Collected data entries
"""
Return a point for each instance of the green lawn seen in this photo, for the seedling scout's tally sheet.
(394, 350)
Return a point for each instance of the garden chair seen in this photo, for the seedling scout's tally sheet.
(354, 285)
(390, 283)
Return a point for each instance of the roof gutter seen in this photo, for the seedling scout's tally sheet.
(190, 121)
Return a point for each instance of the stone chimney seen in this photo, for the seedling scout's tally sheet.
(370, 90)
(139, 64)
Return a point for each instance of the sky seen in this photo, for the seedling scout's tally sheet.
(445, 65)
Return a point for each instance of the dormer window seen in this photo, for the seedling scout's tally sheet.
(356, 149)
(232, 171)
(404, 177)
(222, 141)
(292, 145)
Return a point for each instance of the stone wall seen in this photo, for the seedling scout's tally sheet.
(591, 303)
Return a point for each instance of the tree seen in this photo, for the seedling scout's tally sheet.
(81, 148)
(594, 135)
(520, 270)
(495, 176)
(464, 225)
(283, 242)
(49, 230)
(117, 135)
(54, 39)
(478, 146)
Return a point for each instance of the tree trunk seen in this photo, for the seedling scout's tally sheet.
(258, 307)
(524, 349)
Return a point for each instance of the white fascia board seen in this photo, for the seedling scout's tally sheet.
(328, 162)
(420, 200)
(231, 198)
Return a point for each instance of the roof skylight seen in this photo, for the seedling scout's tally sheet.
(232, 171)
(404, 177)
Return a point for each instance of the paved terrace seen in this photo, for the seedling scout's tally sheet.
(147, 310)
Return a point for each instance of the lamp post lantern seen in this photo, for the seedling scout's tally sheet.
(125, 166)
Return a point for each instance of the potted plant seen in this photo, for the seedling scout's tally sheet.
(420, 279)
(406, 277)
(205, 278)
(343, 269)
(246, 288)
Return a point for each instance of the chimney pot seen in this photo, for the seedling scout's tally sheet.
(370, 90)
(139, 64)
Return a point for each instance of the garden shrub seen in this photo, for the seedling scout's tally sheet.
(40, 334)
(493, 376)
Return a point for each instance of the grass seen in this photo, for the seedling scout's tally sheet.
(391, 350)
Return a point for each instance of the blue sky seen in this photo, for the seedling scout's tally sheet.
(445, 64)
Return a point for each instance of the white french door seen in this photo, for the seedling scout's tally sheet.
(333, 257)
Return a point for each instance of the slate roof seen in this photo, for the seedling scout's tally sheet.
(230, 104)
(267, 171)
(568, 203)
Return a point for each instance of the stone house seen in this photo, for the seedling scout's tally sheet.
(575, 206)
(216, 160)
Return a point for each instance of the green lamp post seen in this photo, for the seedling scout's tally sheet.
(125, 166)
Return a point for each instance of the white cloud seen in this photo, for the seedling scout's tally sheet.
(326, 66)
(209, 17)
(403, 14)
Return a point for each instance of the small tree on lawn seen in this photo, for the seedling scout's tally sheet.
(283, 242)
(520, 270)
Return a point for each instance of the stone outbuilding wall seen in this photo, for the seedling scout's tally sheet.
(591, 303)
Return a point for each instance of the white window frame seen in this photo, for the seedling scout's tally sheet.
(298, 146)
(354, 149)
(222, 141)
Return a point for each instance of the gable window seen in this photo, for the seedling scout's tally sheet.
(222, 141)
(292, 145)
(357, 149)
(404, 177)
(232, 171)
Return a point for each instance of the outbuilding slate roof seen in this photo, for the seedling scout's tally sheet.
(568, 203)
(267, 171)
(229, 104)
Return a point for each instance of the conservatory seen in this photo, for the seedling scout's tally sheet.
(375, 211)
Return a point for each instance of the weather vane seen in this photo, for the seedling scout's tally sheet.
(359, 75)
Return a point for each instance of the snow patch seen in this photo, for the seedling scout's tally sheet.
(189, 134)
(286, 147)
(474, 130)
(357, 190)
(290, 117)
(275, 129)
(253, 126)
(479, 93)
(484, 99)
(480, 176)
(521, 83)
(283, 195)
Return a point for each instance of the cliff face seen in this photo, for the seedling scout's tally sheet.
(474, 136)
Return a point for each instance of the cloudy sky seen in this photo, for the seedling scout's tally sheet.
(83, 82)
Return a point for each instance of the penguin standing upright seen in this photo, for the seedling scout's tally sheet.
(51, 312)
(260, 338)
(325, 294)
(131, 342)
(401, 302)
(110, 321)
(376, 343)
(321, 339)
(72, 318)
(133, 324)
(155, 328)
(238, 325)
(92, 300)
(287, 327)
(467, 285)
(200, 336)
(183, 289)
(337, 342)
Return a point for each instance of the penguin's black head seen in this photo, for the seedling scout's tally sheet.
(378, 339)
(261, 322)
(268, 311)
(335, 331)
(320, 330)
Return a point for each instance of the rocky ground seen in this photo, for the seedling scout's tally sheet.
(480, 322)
"""
## Set task
Set out every line of the listing above as a numbered list, leaving out any blank lines.

## In response
1. Return a point for each instance of the green lawn seen in this photo, for the seedling scout's tally sheet.
2. (394, 350)
3. Return a point for each instance of the garden chair seen in this photo, for the seedling scout's tally sheet.
4. (354, 285)
5. (390, 283)
6. Return a point for each instance of the roof gutter seen in this photo, for the seedling scout's tally sheet.
7. (190, 121)
8. Return a point for each instance of the stone chimney seen in this photo, for the seedling scout's tally sheet.
9. (370, 90)
10. (139, 64)
11. Return a point for each instance of the sky seen in this photo, for the seedling scout's tally sheet.
12. (445, 65)
13. Return a point for each instance of the dormer window seen in this photo, for the seedling scout's tally sheet.
14. (356, 149)
15. (232, 171)
16. (404, 177)
17. (222, 141)
18. (292, 145)
19. Return a point for each instance of the stone wall seen in this photo, for the seedling scout's tally sheet.
20. (591, 303)
21. Return a point for each instance of the tree seen in this photo, for the seedling scout's tally sheet.
22. (81, 148)
23. (594, 135)
24. (520, 270)
25. (495, 176)
26. (464, 225)
27. (283, 242)
28. (49, 230)
29. (117, 135)
30. (54, 39)
31. (478, 146)
32. Return a point for each instance of the tree trunk seen in this photo, for the seedling scout's tally sheet.
33. (258, 307)
34. (524, 349)
35. Return a point for each instance of the white fascia board seen in this photo, for the seedling scout's tally sheet.
36. (328, 162)
37. (420, 200)
38. (231, 198)
39. Return a point for each instance of the roof skylight seen in this photo, for the seedling scout's tally sheet.
40. (232, 171)
41. (404, 177)
42. Return a point for each instance of the paved terrace seen in this photo, for the seedling scout's tally sheet.
43. (147, 310)
44. Return a point for each instance of the lamp post lantern seen in this photo, for the seedling scout's tally sheet.
45. (125, 166)
46. Return a point for each instance of the potted plant seen in this photo, for the seedling scout's tally sheet.
47. (420, 279)
48. (406, 277)
49. (205, 278)
50. (343, 269)
51. (246, 288)
52. Return a point for each instance of the chimney pot seen in this photo, for the seedling scout's tally sheet.
53. (370, 90)
54. (139, 64)
55. Return a point for each instance of the garden shrub seen in this photo, for the seedling scout's tally sheet.
56. (40, 334)
57. (493, 376)
58. Return a point for each instance of the grass seen in this photo, for the seedling scout's tally sheet.
59. (391, 350)
60. Return a point for each instance of the blue sky seen in this photo, for the seedling scout's tally sheet.
61. (445, 64)
62. Return a point for each instance of the white french door seen in this photo, for the seedling scout's tally sheet.
63. (333, 257)
64. Return a point for each instance of the slate roof seen in this photo, for the seedling scout's tally sheet.
65. (230, 104)
66. (267, 171)
67. (568, 203)
68. Return a point for each instance of the stone house seen in this photo, for the seedling scout's tally sheet.
69. (575, 206)
70. (216, 160)
71. Return a point for each instance of the green lamp post seen in this photo, for the seedling scout's tally sheet.
72. (125, 166)
73. Return a point for each instance of the white cloud seen in this photo, for the seedling scout's tally sheet.
74. (326, 66)
75. (209, 17)
76. (403, 14)
77. Return a point for each instance of the small tree on lawn seen in this photo, for the seedling scout's tally sheet.
78. (283, 242)
79. (520, 270)
80. Return a point for each instance of the stone outbuilding wall seen in this photo, for the seedling scout's tally sheet.
81. (591, 303)
82. Return a point for each instance of the white window frame seen in this photo, for the seedling scout's tally sheet.
83. (298, 146)
84. (354, 149)
85. (222, 141)
86. Return a point for each instance of the gable window seen in this photo, for the seedling scout's tally sheet.
87. (222, 141)
88. (292, 145)
89. (357, 149)
90. (404, 177)
91. (232, 171)
92. Return a point for each instance of the outbuilding slate roof seen in this photo, for the seedling scout's tally sheet.
93. (568, 203)
94. (267, 171)
95. (229, 104)
96. Return a point for each instance of the conservatory seen in this photo, for the seedling scout's tally sheet.
97. (375, 211)
98. Return a point for each instance of the weather vane seen in this photo, for the seedling scout's tally sheet.
99. (359, 75)
100. Return a point for each instance of the snow patch seen in this photo, for the seedling scout's tally sheet.
101. (189, 134)
102. (286, 147)
103. (474, 130)
104. (357, 190)
105. (290, 117)
106. (275, 129)
107. (253, 126)
108. (479, 93)
109. (484, 99)
110. (480, 176)
111. (521, 83)
112. (283, 195)
113. Return a point for each instance of the cliff face seen in this photo, for the seedling scout's tally sheet.
114. (474, 136)
115. Return a point for each instance of the cloudy sky seen in this photo, for the seedling scout's tally sheet.
116. (83, 82)
117. Return a point for each instance of the penguin standing upright seen in this photo, for the seedling scout's tally sheet.
118. (51, 312)
119. (260, 338)
120. (325, 294)
121. (131, 342)
122. (401, 302)
123. (110, 321)
124. (376, 343)
125. (321, 339)
126. (72, 318)
127. (133, 324)
128. (155, 328)
129. (238, 325)
130. (92, 300)
131. (287, 327)
132. (467, 285)
133. (200, 336)
134. (183, 289)
135. (337, 342)
136. Return a point for each instance of the penguin's black head seen in this photo, for the seedling scout's tally sheet.
137. (378, 339)
138. (261, 322)
139. (268, 311)
140. (335, 331)
141. (320, 330)
142. Return a point for each instance of the rocky ground seen in this photo, for the seedling scout's tally sheet.
143. (480, 322)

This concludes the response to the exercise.